▶ Compito scritto A: Qual è, secondo il brano su Moro e la Costituzione, il principale effetto delle Norme costituzionali?
▶ Compito scritto B: Riporta dal brano su Moro e la Costituzione il passo che comincia con "La questione posta" e termina con "o quel leader.".
▶ Compito scritto C: Quali sono tutti gli aggettivi con cui il brano su Moro e la Costituzione qualifica la questione posta da Moro?

▶ Brano:
_ _ _ _

La questione posta da Moro – tutta politica, spirituale, morale – individua, quindi, il principale effetto delle Norme costituzionali: vincolare la Sovranità, il Legislatore, al rispetto di criteri superiori che prevalgono, sempre, di fronte alle effimere dinamiche politiche, al consenso momentaneo di questo o quel leader.

La “sede giuridica” della Costituzione contribuisce, quindi, attraverso la forza del “dover essere”, della meta da raggiungere, ad evitare che le sacrosante acquisizioni storiche antifasciste, la negazione stessa del “vuoto politico”, vengano relegate – Moro ritorna ancora sulla tematica del “Preambolo” – in un elemento fisso e morto che si limiti solo ad enucleare la motivazione della nascita di una Costituzione.

Non si tratta, infatti, nel fondare un nuovo Stato, di “esaurire nel passato” le motivazioni ideologiche ma di “attivarle” nel quotidiano – nell’oggi in cui il Nemico non è ancora vinto – per la soluzione di problemi immanenti.

Per Moro, l’antifascismo ideologico della Costituzione repubblicana acquisisce un senso prospettico direttamente collegato al futuro delle nuove generazioni: “perché questa è la debolezza umana, questa è la complessità dei problemi sociali”.

Un significato vivo, sempre più vivo, quindi, che parte dalla storicizzazione puntuale delle posizioni raggiunte; una storicizzazione, nemica di ogni vuota rigidità, che svela, nell’impegno costante, la fragilità di ogni conquista e la necessità della forza morale di ogni nuova generazione.

_ _ _ _

▶ Dati forniti:
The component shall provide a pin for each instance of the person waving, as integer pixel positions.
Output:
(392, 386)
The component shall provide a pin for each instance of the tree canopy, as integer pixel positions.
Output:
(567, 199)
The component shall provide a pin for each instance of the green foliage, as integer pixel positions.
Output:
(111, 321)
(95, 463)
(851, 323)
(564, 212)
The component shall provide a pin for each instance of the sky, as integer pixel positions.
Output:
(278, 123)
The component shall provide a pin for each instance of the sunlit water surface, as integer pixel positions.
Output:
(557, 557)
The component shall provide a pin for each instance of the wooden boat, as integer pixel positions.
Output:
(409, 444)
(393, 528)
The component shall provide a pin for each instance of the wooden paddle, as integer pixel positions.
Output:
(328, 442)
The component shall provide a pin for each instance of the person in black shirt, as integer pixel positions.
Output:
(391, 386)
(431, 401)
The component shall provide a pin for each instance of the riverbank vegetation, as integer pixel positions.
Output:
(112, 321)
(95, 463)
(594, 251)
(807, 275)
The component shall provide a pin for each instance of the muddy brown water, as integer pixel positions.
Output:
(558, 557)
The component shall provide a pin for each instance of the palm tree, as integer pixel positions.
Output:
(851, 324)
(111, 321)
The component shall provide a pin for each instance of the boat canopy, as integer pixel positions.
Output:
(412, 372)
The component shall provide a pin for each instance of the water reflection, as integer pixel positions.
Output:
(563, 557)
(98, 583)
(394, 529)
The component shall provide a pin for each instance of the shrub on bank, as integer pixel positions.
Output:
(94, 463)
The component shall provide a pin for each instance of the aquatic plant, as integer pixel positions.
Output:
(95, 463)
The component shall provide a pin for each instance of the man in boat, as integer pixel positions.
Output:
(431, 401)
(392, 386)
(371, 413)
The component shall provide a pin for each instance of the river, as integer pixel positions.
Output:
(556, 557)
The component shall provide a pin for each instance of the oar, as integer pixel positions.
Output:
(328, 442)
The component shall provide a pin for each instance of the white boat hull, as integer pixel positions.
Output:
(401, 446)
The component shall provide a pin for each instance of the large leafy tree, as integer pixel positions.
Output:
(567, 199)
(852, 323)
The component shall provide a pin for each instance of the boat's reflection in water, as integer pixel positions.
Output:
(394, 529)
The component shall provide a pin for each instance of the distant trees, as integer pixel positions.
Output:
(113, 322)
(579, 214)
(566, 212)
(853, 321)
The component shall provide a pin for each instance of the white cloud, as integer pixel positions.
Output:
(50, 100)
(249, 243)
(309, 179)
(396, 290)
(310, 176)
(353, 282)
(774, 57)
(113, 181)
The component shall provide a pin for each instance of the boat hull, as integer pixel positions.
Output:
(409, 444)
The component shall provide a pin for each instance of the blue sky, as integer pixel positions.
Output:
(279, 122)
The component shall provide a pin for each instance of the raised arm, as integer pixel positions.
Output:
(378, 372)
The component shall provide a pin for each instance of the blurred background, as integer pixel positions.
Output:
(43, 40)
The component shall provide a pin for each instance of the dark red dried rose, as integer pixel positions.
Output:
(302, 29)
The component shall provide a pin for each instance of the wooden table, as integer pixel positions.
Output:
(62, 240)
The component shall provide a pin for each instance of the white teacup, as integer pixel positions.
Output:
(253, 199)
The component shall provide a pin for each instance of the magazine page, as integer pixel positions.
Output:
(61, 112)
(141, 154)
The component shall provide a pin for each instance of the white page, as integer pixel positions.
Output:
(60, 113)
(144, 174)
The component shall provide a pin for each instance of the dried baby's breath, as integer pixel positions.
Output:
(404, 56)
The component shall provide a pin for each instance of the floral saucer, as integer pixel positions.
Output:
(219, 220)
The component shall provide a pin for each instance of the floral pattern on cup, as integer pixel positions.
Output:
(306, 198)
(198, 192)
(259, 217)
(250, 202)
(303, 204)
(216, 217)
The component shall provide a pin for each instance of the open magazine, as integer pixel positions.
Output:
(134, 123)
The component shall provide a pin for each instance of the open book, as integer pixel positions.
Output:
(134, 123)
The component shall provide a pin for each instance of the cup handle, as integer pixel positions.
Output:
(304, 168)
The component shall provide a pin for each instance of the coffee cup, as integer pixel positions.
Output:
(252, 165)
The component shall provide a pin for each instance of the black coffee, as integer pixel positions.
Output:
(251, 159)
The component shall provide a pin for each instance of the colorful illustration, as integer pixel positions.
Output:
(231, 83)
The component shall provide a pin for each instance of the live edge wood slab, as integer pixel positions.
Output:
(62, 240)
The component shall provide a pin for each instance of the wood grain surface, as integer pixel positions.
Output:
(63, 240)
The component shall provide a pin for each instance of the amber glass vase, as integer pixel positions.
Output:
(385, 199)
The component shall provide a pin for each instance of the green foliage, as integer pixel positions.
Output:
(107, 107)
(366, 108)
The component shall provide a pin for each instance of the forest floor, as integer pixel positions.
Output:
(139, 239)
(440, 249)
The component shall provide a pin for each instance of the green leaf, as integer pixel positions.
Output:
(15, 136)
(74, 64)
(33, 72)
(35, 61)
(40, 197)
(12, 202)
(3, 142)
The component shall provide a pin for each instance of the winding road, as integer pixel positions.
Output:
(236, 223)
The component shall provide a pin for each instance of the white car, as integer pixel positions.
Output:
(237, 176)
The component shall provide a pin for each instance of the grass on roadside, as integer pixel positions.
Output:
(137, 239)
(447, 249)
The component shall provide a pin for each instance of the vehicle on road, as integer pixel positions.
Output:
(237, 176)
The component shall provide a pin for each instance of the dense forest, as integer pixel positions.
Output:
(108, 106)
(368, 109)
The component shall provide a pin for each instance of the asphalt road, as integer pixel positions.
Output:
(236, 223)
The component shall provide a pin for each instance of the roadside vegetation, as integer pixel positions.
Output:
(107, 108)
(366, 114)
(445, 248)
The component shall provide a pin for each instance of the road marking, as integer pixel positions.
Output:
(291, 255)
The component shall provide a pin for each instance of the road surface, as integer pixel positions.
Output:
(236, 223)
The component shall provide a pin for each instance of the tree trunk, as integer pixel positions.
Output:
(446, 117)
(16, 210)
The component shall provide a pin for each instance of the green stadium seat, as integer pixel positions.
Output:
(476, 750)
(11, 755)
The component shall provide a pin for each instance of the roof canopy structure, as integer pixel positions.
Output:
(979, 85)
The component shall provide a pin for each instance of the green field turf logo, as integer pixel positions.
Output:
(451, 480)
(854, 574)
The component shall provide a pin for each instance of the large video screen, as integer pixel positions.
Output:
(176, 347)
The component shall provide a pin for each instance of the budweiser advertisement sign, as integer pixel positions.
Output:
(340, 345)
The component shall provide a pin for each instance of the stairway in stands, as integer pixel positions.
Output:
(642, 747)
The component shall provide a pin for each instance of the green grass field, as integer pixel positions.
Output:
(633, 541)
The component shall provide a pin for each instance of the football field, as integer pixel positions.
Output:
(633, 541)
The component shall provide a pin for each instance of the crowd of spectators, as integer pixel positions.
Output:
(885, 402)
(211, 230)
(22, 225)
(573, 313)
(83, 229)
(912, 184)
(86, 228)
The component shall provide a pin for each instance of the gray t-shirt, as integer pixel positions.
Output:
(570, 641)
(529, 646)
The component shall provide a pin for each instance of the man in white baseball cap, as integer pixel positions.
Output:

_ _ _ _

▶ Risposta A: Vincolare la Sovranità, il Legislatore, al rispetto di criteri superiori che prevalgono sempre sulle effimere dinamiche politiche e sul consenso momentaneo di questo o quel leader.

▶ Risposta B:
La questione posta da Moro – tutta politica, spirituale, morale – individua, quindi, il principale effetto delle Norme costituzionali: vincolare la Sovranità, il Legislatore, al rispetto di criteri superiori che prevalgono, sempre, di fronte alle effimere dinamiche politiche, al consenso momentaneo di questo o quel leader.

▶ Risposta C: Politica, spirituale, morale.